» Exercise aim
Whenever the word "cabinet" shows up in a line of the data, copy that line.

[Dataset items]

■ ■ ■ ■ ■ ■ ■

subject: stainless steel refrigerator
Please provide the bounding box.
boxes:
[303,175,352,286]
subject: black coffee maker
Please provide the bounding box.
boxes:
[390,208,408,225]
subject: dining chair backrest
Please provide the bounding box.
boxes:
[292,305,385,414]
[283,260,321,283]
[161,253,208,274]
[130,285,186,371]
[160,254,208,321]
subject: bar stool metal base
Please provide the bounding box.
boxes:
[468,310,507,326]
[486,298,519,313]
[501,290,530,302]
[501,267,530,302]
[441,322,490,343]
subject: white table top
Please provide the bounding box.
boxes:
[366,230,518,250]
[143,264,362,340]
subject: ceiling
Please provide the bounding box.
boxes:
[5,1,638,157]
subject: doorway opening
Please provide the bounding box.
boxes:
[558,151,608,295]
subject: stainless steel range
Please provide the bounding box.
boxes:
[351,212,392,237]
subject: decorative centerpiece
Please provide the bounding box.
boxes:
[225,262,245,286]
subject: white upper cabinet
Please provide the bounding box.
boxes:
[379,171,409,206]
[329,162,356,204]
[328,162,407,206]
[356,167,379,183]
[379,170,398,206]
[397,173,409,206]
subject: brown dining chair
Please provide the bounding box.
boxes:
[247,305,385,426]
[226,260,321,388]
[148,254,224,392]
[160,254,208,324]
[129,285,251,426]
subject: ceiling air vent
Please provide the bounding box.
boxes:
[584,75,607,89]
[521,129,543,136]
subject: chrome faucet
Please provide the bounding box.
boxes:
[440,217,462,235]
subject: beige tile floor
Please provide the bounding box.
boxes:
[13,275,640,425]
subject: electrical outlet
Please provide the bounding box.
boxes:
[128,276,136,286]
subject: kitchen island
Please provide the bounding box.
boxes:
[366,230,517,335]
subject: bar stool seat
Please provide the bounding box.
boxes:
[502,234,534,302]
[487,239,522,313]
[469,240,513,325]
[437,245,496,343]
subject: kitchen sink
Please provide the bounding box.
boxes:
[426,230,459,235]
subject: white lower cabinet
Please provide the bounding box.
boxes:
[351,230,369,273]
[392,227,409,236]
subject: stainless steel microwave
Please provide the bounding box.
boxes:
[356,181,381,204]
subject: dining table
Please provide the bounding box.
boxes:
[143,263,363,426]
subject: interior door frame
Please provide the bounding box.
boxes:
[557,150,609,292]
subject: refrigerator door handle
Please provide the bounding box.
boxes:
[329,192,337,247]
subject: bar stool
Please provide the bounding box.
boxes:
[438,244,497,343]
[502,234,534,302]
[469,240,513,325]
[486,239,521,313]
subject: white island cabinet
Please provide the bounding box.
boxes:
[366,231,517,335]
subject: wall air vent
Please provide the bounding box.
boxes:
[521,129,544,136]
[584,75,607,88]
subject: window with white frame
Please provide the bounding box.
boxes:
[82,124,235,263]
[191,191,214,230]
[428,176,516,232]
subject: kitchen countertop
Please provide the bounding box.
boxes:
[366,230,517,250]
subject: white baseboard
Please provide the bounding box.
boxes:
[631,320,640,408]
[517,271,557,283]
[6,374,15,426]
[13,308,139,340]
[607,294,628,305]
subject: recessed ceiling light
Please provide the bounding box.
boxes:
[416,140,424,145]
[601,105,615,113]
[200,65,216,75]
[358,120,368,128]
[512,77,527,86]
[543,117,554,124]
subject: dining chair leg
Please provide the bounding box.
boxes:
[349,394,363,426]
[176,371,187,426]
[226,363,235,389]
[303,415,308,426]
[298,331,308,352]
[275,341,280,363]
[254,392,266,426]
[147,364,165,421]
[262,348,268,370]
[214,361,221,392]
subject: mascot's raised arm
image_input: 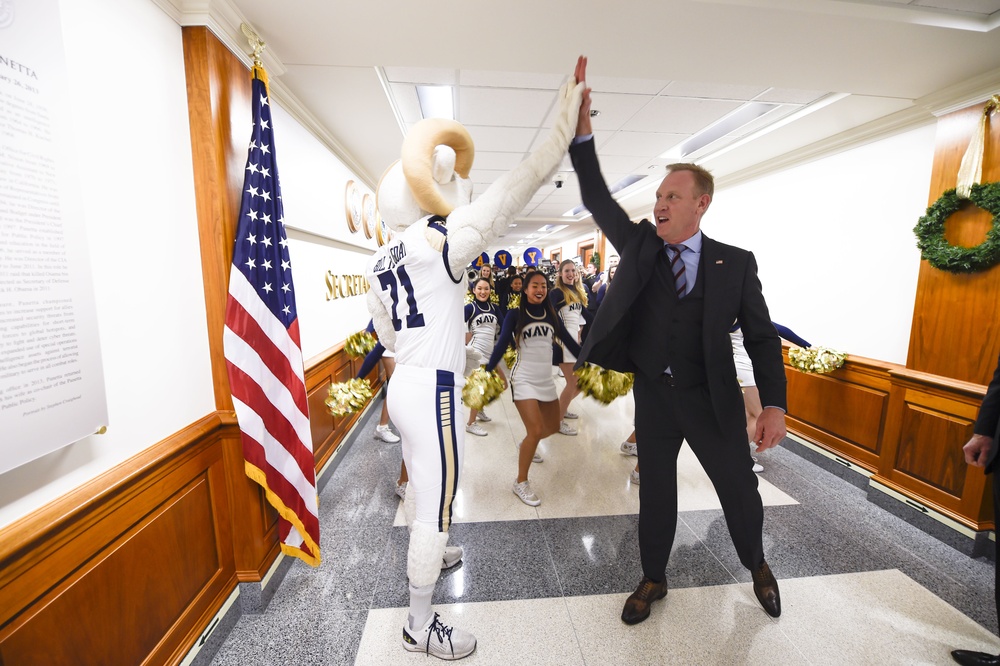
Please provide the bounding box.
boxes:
[367,76,584,353]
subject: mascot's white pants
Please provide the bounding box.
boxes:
[387,364,465,588]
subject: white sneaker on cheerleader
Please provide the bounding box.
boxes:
[402,612,477,660]
[512,480,541,506]
[630,468,640,485]
[752,457,764,473]
[395,481,406,500]
[620,440,638,456]
[375,424,400,443]
[442,545,463,569]
[563,411,579,419]
[465,423,487,437]
[475,410,491,422]
[559,421,577,436]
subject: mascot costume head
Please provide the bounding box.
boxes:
[376,119,476,232]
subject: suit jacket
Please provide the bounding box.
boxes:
[976,352,1000,472]
[570,137,786,432]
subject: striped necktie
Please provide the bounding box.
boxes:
[667,244,687,297]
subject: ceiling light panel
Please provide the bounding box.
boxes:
[416,85,455,120]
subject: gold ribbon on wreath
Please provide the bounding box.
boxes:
[956,94,1000,199]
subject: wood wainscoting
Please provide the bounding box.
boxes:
[0,345,378,665]
[784,348,993,532]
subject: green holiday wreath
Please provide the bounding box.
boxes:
[913,182,1000,273]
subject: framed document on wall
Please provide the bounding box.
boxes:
[344,180,362,233]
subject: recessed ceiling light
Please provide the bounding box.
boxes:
[416,85,455,120]
[508,223,518,228]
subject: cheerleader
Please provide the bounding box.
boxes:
[486,271,581,506]
[464,279,505,435]
[549,260,591,435]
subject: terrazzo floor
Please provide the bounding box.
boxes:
[210,376,1000,665]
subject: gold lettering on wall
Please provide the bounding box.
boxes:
[325,272,371,301]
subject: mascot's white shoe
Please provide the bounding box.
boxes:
[402,612,477,661]
[442,545,463,569]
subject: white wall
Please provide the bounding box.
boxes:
[707,124,937,364]
[0,0,215,528]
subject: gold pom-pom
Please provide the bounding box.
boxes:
[490,292,500,305]
[507,293,521,310]
[464,292,475,304]
[502,345,518,370]
[345,330,376,358]
[326,378,373,417]
[788,346,847,374]
[462,368,505,410]
[574,363,634,404]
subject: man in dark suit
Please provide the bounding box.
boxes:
[569,57,786,624]
[952,353,1000,665]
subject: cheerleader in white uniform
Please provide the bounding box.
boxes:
[549,260,591,434]
[464,278,504,435]
[486,271,581,506]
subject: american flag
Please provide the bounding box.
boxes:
[223,67,320,566]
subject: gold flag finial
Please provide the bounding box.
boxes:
[240,23,266,68]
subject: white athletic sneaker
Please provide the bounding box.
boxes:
[402,612,477,660]
[375,424,400,443]
[620,440,638,456]
[563,411,579,419]
[475,410,491,422]
[558,421,577,436]
[512,480,541,506]
[465,423,487,437]
[395,481,407,500]
[518,443,543,463]
[752,457,764,473]
[442,545,463,569]
[630,468,640,485]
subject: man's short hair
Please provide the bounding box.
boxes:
[666,163,714,198]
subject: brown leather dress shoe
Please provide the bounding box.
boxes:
[752,559,781,617]
[952,650,1000,665]
[621,576,668,625]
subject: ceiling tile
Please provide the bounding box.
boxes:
[469,169,507,184]
[472,151,529,170]
[552,92,652,132]
[459,87,556,127]
[911,0,1000,14]
[754,88,829,105]
[600,131,688,157]
[623,97,742,134]
[384,66,457,85]
[662,81,769,101]
[466,126,539,153]
[459,69,565,89]
[594,154,649,174]
[587,75,671,95]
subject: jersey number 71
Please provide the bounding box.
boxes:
[377,266,425,331]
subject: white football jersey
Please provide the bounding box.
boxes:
[366,216,466,375]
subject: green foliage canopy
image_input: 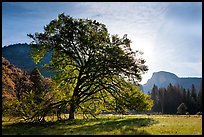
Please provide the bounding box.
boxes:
[28,13,151,119]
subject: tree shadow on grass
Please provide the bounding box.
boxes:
[65,117,159,135]
[2,117,158,135]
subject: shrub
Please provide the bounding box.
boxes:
[177,103,187,115]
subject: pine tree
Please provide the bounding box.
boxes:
[181,88,187,105]
[150,84,159,112]
[197,81,202,112]
[158,88,165,114]
[190,84,197,114]
[190,84,197,102]
[30,67,44,103]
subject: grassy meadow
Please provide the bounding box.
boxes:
[2,114,202,135]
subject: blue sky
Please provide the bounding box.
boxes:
[2,2,202,84]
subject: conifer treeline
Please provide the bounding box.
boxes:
[149,82,202,114]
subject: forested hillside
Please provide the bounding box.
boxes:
[2,43,53,77]
[2,57,31,100]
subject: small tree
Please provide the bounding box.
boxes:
[6,68,54,122]
[177,103,187,115]
[30,67,44,96]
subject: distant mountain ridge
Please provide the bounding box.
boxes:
[2,43,53,77]
[2,44,202,94]
[142,71,202,94]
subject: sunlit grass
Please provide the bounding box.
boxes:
[2,114,202,135]
[141,115,202,135]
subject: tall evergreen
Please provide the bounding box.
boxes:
[197,81,202,112]
[150,84,159,112]
[190,84,197,102]
[158,88,165,114]
[150,82,200,114]
[30,67,44,102]
[190,84,197,114]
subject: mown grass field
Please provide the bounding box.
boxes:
[2,114,202,135]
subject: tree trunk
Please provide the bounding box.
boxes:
[69,103,75,120]
[68,69,82,120]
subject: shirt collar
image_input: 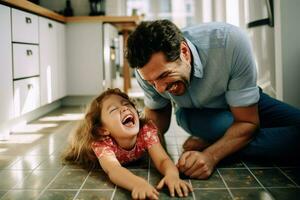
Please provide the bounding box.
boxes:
[185,38,203,78]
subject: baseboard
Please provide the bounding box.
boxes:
[61,95,96,106]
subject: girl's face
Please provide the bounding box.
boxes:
[100,94,140,141]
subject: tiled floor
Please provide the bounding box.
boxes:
[0,106,300,200]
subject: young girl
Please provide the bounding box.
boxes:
[63,88,192,199]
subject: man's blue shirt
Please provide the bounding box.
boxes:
[135,22,260,111]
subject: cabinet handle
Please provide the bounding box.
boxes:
[27,84,33,90]
[26,49,33,56]
[48,23,53,28]
[25,17,32,24]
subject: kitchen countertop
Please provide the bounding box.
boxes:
[1,0,65,22]
[1,0,141,28]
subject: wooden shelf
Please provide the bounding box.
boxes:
[66,15,141,23]
[66,16,142,32]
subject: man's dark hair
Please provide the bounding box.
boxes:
[126,19,185,69]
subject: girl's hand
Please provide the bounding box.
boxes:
[132,180,159,199]
[156,175,193,197]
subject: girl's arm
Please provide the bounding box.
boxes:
[148,143,193,197]
[149,143,178,176]
[99,155,159,199]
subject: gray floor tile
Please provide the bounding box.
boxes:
[191,171,226,189]
[75,190,113,200]
[230,188,273,200]
[243,159,276,168]
[1,189,41,200]
[268,188,300,200]
[273,159,300,167]
[0,190,8,199]
[82,170,115,189]
[113,187,132,200]
[38,190,77,200]
[11,121,67,134]
[25,144,58,156]
[36,156,64,170]
[0,139,40,156]
[251,168,296,187]
[0,170,32,190]
[14,169,60,189]
[281,168,300,185]
[0,155,20,169]
[8,155,48,170]
[193,189,232,200]
[218,169,261,188]
[48,169,89,189]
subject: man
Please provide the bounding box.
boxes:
[126,20,300,179]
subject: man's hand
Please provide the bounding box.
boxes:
[132,180,159,199]
[177,151,216,179]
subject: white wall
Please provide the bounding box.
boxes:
[274,0,300,108]
[66,22,103,95]
[106,0,126,15]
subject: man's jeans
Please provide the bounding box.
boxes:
[175,91,300,158]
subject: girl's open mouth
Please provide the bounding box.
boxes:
[122,114,135,127]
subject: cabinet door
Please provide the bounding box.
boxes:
[11,8,39,44]
[14,77,40,116]
[57,22,67,99]
[13,43,39,79]
[0,5,14,122]
[39,17,58,106]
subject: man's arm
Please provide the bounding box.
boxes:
[144,102,172,134]
[178,104,259,179]
[204,103,259,162]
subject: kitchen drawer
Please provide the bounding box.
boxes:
[13,43,39,79]
[13,77,40,117]
[11,9,39,44]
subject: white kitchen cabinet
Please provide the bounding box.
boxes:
[10,8,41,118]
[13,77,40,117]
[0,3,68,138]
[39,17,59,106]
[13,43,39,79]
[0,5,14,123]
[57,22,67,99]
[11,8,39,44]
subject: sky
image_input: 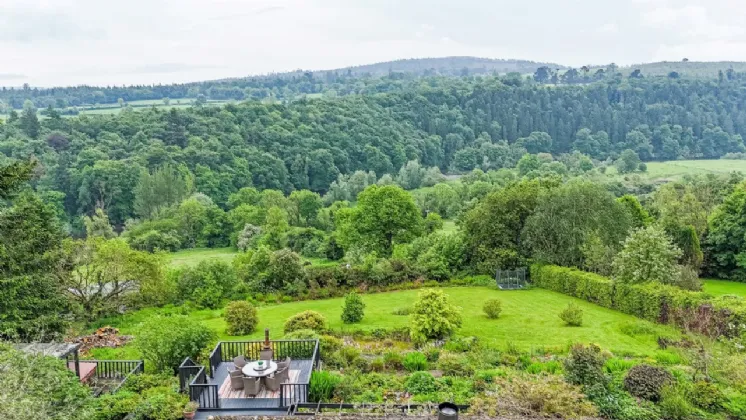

■ ■ ■ ■ ■ ■ ■

» Written reply
subject: white upper cabinet
subject: white lower cabinet
subject: white island cabinet
subject: cabinet handle
subject: cabinet door
subject: white kitchen cabinet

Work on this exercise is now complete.